START SOURCE RECORDS

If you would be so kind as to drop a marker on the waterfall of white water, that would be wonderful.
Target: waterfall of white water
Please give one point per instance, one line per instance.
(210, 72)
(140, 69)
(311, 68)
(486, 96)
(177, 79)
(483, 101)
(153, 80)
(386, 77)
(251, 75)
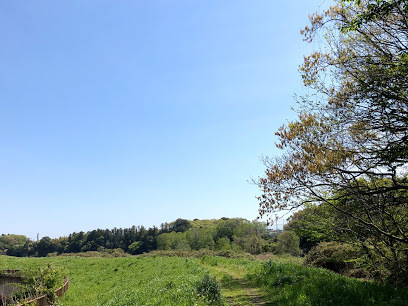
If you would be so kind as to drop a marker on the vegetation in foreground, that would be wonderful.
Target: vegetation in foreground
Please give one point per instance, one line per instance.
(159, 280)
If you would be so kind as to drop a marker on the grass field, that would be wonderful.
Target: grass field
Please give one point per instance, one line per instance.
(173, 281)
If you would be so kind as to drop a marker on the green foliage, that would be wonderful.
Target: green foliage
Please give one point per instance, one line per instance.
(41, 281)
(288, 284)
(313, 224)
(334, 256)
(223, 244)
(288, 242)
(209, 288)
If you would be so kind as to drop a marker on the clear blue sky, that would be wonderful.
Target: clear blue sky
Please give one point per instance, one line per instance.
(121, 113)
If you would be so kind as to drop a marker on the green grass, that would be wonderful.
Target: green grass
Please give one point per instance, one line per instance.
(173, 280)
(290, 284)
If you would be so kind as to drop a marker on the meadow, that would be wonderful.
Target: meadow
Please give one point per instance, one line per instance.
(157, 280)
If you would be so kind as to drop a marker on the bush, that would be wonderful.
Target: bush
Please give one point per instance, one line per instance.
(209, 288)
(288, 243)
(335, 256)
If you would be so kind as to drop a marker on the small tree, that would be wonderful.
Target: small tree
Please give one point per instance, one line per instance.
(288, 243)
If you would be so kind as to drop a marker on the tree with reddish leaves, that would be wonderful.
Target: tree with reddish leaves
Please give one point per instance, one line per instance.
(349, 146)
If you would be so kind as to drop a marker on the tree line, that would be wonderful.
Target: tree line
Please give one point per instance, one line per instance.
(234, 234)
(344, 160)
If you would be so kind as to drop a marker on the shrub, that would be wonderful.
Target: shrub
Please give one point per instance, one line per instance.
(334, 256)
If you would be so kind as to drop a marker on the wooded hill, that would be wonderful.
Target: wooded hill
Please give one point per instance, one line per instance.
(235, 234)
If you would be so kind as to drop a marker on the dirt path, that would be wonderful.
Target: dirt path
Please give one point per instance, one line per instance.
(236, 289)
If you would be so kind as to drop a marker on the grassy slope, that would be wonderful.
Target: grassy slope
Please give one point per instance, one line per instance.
(123, 281)
(170, 281)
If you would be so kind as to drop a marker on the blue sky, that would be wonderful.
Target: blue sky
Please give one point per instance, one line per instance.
(121, 113)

END SOURCE RECORDS

TASK DETAILS
Scan the listing and copy every line where the string "small" shows up.

EXERCISE SOLUTION
If you would be so kind as to drop a marker on the small tree, that would be wonderful.
Target: small tree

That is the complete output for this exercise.